▶ HOW TO COMPLETE THIS TASK
Use the entries below to count the lines that hold the word "forest"; answer with the number only.

▶ EXERCISE MATERIALS
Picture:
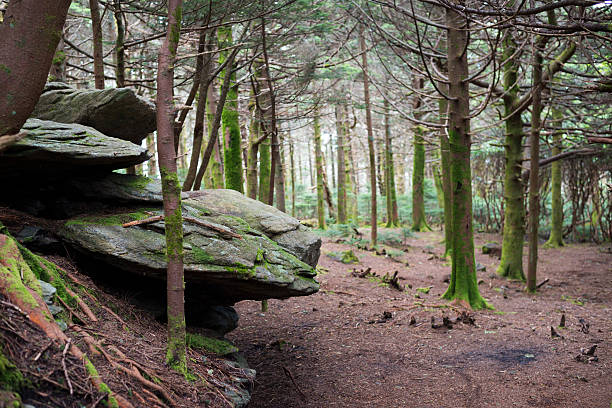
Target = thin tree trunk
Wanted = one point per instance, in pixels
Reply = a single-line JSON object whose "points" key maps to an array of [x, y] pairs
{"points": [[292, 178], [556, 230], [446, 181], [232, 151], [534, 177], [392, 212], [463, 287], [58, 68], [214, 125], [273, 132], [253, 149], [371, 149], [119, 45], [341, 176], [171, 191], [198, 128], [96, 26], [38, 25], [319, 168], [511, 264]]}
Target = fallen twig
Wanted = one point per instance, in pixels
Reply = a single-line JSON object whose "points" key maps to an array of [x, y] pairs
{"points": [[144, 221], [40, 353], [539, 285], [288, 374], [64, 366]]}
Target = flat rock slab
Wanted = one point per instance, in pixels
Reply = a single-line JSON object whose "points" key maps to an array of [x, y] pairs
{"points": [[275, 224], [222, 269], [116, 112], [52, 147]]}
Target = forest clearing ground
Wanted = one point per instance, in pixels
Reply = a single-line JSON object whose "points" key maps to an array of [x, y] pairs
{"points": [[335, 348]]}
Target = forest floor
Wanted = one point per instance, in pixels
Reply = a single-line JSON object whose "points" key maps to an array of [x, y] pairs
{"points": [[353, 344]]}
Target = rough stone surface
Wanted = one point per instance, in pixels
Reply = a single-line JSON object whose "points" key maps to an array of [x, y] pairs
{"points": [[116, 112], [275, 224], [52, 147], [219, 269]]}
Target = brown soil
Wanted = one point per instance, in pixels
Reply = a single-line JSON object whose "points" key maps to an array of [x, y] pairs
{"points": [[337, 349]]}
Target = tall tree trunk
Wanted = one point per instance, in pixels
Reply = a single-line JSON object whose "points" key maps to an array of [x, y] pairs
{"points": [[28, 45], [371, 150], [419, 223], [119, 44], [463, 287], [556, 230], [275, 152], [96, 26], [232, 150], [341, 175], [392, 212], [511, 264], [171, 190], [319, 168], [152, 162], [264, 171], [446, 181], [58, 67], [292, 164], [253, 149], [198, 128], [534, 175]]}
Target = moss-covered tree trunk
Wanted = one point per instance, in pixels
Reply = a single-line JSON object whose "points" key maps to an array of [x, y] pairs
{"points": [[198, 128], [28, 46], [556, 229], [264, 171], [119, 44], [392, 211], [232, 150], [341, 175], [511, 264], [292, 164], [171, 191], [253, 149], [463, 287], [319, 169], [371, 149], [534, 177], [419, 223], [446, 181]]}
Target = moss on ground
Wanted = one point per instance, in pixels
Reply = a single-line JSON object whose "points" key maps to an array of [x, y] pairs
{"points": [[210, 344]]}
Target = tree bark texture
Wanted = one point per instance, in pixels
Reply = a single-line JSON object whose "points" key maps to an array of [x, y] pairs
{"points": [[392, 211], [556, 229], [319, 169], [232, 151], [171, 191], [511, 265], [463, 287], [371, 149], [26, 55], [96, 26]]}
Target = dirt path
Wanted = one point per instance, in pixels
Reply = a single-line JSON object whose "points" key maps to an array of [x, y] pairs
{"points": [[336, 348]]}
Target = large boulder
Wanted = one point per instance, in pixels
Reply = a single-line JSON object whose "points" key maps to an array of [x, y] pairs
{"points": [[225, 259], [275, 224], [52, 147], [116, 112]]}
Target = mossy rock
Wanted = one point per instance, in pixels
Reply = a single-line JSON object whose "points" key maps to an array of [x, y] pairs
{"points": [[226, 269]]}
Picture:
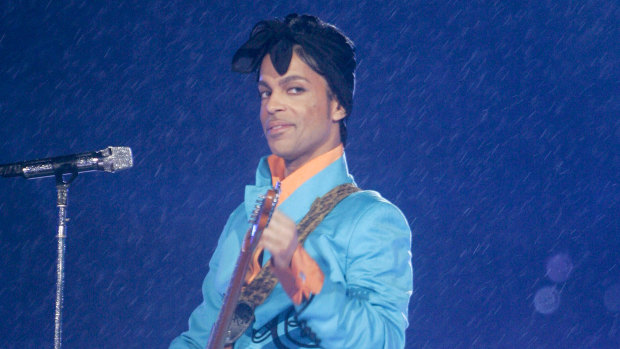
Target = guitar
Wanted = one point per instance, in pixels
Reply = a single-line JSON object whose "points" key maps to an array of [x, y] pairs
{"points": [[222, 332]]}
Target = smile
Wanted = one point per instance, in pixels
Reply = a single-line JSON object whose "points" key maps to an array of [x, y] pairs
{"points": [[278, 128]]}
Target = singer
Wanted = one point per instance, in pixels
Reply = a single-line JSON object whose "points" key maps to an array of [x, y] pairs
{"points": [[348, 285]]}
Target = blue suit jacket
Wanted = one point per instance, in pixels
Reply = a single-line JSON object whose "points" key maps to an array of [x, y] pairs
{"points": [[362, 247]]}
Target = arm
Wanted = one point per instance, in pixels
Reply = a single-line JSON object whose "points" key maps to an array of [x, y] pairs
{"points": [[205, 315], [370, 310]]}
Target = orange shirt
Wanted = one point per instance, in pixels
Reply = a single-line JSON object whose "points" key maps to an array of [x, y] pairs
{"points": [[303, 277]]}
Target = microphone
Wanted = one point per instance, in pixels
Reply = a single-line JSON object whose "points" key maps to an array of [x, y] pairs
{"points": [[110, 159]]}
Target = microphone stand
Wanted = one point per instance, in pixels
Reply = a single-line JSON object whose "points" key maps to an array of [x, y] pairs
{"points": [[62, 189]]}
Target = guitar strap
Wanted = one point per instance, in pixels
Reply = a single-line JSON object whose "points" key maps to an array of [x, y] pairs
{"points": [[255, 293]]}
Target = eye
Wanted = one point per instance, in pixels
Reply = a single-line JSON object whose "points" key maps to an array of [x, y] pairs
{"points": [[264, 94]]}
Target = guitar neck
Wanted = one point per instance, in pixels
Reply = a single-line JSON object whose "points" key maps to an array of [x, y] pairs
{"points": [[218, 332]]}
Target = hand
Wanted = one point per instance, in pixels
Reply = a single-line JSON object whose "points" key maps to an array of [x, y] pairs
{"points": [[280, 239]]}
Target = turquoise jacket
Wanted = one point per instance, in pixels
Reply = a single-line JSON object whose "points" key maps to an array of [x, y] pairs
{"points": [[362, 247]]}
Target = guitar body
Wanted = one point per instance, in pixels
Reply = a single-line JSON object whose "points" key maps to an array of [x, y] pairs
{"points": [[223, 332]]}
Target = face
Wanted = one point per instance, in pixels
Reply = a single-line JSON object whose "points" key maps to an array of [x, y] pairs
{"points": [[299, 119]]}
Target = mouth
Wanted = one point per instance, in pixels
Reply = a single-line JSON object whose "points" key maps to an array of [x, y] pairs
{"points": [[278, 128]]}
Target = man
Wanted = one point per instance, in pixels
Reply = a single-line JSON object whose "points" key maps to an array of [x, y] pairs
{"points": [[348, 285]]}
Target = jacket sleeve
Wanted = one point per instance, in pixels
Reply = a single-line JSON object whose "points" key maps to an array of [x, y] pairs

...

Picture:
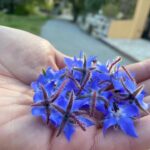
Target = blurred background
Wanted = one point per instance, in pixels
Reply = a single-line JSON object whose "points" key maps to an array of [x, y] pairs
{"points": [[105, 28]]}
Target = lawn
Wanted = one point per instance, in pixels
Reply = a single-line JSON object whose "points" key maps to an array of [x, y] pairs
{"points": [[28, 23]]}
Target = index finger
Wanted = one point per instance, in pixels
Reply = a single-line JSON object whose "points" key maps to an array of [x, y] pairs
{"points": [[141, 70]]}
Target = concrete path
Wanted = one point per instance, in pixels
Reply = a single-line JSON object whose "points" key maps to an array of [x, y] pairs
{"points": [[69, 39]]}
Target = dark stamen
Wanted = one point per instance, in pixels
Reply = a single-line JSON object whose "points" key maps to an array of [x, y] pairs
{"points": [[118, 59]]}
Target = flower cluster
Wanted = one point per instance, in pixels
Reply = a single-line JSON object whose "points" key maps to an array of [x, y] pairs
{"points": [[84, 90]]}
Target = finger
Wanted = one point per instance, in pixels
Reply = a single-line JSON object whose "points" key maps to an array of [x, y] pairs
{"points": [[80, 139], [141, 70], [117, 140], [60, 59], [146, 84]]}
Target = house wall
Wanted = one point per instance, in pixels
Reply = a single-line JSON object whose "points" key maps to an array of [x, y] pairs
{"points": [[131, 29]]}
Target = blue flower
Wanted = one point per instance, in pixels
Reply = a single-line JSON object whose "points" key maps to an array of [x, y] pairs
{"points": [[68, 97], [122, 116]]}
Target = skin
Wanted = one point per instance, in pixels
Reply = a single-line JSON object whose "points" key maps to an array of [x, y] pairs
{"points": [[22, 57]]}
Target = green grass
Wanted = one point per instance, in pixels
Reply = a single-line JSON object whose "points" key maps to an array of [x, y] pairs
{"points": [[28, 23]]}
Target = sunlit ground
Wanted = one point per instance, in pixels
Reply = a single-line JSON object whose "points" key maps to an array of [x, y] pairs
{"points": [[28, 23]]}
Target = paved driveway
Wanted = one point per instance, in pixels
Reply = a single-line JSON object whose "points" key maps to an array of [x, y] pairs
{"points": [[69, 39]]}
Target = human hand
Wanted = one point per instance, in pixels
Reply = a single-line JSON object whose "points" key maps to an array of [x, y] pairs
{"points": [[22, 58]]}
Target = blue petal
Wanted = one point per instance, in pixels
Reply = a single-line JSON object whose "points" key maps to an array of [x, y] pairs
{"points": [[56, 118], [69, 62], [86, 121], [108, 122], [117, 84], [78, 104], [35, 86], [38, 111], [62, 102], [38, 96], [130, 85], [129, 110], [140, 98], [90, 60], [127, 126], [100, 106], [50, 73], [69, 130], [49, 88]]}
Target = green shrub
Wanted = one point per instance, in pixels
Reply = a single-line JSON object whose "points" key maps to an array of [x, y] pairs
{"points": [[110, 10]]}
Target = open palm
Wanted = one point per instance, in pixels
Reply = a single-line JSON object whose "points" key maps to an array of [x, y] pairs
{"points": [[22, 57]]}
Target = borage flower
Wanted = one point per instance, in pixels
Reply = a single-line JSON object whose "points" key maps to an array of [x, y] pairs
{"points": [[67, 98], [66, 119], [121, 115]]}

▶ WRITTEN SOLUTION
2